■ Aim of the exercise: Transcribe every item below line by line, without changing a single character.

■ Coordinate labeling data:
┄┄┄┄┄┄┄┄┄┄

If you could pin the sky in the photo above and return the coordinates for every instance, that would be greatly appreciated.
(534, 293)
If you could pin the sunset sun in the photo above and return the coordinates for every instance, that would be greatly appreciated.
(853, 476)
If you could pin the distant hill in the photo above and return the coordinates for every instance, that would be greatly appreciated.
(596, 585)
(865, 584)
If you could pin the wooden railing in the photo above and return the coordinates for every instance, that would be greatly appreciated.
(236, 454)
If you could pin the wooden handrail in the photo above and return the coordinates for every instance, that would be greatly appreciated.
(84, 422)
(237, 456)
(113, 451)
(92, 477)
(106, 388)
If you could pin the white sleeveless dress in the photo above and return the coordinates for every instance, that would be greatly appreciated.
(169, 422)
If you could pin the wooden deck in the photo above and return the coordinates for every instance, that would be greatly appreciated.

┄┄┄┄┄┄┄┄┄┄

■ Task answer:
If you could pin the sky in the photo above and return the coordinates for every instance, that would be greatly appreciated.
(534, 293)
If you could pin the sunset sun in the photo above and return the coordinates for every instance, that would be greatly appreciated.
(853, 476)
If you could pin the distant hill in the photo above and return the coordinates for every instance, that would be greatly appreciated.
(596, 585)
(865, 584)
If you could pin the wooden railing in the photo above and return the coordinates for every instance, that would be greatly appreciated.
(236, 454)
If you could pin the wooden handrail in the photo above and return the coordinates for every instance, that would be greatly appreciated.
(84, 422)
(237, 456)
(113, 451)
(92, 477)
(106, 388)
If you could pin the white sleeveless dress in the photo above and return the coordinates for every instance, that would be greatly appreciated.
(169, 422)
If you could pin the wooden deck in the photo above and return the coordinates for every instance, that would be greatly appreciated.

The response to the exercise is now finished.